Exercise instructions. This task calls for copying every line in the data below that contains the word "segment".

Stored data:
━━━━━━━━

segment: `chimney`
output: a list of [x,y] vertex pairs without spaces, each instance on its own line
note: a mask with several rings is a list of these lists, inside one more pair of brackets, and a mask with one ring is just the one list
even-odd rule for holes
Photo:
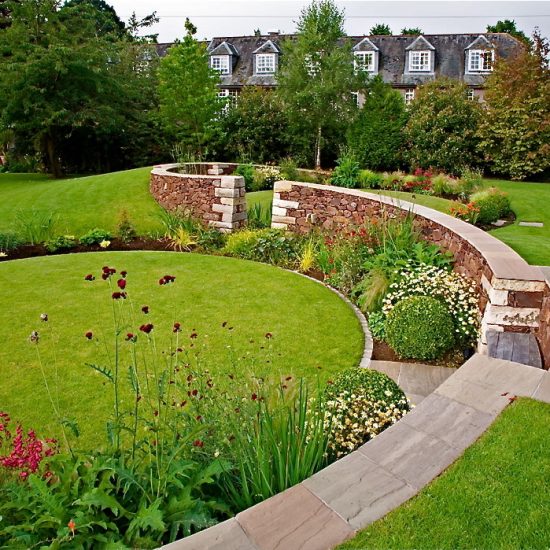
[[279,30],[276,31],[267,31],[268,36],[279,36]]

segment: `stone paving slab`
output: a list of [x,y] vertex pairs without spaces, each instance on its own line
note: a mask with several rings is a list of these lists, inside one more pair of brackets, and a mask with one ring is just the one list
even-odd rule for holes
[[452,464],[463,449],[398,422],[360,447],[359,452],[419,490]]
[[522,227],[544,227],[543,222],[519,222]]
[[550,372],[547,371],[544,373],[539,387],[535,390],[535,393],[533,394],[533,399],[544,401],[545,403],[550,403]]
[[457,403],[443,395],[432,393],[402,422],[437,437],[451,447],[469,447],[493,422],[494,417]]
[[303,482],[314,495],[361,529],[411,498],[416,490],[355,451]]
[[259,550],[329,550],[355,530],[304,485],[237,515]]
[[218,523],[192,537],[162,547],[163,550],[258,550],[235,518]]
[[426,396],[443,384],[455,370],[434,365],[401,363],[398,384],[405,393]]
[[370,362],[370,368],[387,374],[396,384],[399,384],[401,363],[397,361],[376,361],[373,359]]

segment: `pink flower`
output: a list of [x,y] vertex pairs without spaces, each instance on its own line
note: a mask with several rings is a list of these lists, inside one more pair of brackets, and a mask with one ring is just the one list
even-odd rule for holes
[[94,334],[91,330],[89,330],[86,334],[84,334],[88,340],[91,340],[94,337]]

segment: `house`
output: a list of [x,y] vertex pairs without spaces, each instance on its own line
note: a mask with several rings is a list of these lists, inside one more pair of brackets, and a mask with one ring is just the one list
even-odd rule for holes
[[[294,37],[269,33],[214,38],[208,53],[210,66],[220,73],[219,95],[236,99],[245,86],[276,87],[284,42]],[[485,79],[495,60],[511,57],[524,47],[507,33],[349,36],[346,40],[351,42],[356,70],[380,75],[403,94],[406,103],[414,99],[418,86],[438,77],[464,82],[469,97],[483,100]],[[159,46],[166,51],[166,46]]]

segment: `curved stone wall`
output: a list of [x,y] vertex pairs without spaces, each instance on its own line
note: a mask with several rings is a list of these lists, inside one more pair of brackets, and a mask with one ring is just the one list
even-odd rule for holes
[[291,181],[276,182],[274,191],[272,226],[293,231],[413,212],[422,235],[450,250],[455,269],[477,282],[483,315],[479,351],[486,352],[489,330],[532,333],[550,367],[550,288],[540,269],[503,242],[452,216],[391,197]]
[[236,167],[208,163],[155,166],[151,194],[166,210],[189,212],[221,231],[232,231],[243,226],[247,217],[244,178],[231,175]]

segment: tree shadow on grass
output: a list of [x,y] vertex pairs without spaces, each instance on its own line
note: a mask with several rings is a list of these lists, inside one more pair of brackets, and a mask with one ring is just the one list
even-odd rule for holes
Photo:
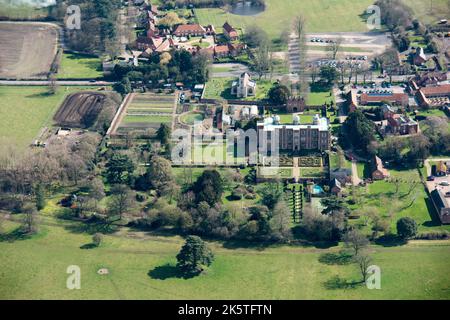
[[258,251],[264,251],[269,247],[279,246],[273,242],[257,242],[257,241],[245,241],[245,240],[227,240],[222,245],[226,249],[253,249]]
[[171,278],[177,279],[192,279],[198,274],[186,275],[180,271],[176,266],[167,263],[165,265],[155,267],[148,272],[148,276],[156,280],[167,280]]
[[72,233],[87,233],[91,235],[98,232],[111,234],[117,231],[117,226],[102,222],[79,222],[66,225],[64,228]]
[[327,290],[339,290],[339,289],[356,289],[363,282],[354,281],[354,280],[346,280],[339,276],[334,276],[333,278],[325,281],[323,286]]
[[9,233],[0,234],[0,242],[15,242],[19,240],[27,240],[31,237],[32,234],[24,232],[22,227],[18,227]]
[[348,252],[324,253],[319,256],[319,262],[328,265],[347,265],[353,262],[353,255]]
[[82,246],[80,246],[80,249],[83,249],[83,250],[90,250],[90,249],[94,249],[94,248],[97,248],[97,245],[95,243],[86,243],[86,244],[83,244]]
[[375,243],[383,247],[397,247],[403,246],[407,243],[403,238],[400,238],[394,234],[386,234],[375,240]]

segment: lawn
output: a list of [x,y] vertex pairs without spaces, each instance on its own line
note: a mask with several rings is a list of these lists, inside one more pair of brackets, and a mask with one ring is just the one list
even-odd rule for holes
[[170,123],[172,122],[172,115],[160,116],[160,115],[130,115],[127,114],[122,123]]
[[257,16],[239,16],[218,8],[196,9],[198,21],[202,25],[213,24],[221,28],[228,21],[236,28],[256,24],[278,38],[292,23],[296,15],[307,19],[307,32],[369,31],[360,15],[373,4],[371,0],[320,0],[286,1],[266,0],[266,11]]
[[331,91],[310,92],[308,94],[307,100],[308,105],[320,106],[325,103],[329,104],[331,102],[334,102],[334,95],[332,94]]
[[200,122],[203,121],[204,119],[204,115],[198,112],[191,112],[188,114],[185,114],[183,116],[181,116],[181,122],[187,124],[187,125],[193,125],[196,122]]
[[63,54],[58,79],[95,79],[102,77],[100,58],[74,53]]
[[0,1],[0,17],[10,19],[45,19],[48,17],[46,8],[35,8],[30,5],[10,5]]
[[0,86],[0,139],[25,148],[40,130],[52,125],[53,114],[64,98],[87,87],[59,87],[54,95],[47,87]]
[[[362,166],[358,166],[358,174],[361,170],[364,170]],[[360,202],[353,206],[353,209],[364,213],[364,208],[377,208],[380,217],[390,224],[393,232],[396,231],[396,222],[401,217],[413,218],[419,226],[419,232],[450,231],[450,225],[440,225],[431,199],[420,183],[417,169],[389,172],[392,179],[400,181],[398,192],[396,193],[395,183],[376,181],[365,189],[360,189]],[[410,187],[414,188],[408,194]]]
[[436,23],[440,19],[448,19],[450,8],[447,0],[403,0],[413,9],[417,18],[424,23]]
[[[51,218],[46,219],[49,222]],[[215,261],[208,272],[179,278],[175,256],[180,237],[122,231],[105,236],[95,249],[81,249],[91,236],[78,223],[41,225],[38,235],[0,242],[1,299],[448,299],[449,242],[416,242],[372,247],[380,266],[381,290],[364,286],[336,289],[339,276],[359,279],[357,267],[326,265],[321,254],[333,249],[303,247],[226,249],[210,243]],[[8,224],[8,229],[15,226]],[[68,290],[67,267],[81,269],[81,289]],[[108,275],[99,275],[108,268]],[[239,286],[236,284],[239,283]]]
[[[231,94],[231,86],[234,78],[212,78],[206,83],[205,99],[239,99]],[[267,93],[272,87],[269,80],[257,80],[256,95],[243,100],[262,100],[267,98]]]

━━━━━━━━

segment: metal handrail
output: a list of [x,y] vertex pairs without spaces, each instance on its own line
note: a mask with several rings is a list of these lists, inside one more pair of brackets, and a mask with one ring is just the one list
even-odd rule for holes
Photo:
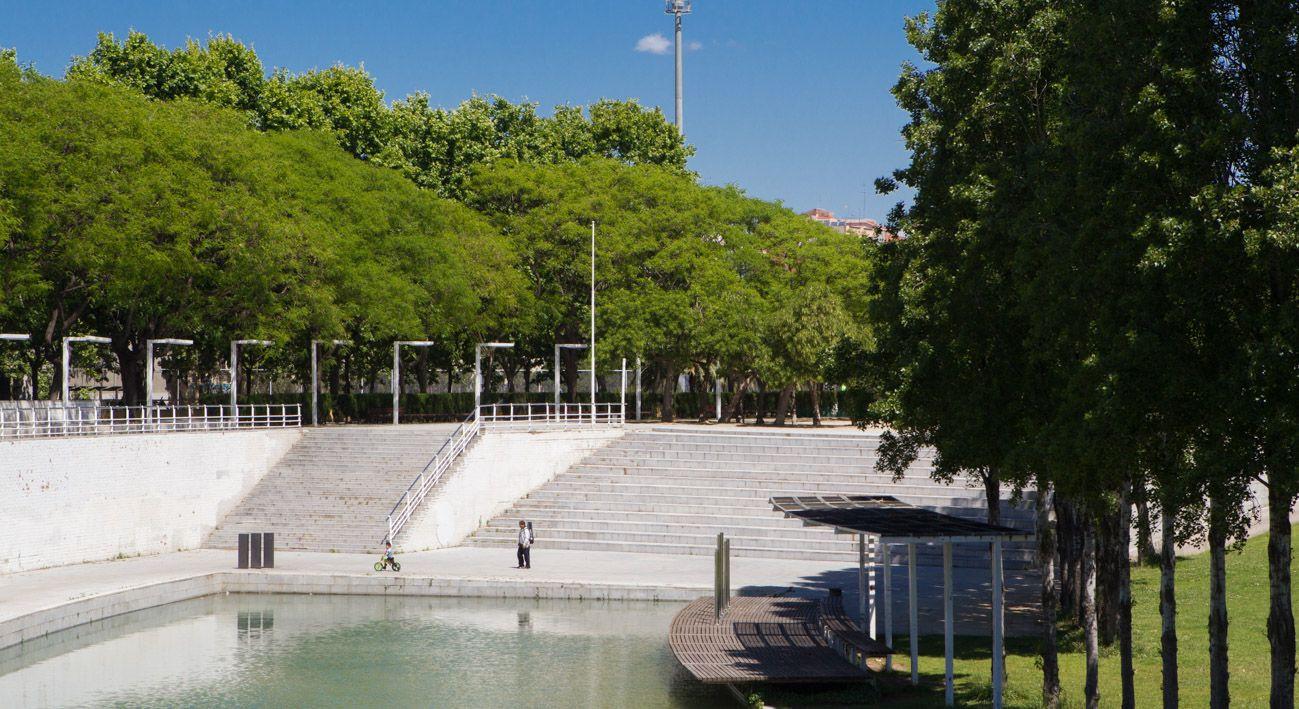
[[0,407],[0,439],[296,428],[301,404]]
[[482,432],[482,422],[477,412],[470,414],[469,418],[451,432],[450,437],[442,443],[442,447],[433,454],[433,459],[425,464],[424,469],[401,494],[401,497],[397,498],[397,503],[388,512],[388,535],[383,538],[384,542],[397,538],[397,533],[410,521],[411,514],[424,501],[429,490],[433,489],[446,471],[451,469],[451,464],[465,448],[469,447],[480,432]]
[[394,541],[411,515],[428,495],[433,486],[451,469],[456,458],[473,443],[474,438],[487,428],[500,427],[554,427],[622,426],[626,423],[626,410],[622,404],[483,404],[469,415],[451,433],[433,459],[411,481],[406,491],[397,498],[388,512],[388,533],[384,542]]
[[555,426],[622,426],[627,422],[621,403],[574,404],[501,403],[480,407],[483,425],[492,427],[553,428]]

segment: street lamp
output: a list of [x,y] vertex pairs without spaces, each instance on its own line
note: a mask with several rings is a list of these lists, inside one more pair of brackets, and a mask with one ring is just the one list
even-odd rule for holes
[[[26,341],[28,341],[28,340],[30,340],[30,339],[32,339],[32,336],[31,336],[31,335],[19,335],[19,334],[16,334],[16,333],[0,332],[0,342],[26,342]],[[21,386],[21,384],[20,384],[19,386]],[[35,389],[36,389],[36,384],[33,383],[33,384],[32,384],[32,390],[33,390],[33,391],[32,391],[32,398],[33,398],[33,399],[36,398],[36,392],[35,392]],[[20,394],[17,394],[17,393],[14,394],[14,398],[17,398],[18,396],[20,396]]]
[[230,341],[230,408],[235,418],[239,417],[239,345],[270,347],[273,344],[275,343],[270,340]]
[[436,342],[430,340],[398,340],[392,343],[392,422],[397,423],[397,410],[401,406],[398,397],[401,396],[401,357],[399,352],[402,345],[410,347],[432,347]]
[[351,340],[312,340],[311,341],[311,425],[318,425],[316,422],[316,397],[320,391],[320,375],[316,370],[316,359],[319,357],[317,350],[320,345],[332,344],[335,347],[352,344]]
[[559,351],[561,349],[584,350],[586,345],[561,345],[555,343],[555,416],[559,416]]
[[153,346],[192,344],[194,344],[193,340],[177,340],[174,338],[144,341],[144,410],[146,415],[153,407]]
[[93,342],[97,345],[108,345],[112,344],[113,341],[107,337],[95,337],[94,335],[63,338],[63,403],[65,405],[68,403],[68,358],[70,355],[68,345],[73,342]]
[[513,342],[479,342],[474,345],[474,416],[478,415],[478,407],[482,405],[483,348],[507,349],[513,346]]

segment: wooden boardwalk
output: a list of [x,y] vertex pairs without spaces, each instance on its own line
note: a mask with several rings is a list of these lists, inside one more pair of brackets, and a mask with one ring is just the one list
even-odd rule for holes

━━━━━━━━

Answer section.
segment: `chimney`
segment: `stone paving slab`
segment: `pink flower`
segment: `house`
segment: `curved stone wall`
segment: tree shadow on grass
segment: lawn
segment: metal handrail
segment: street lamp
segment: wooden boardwalk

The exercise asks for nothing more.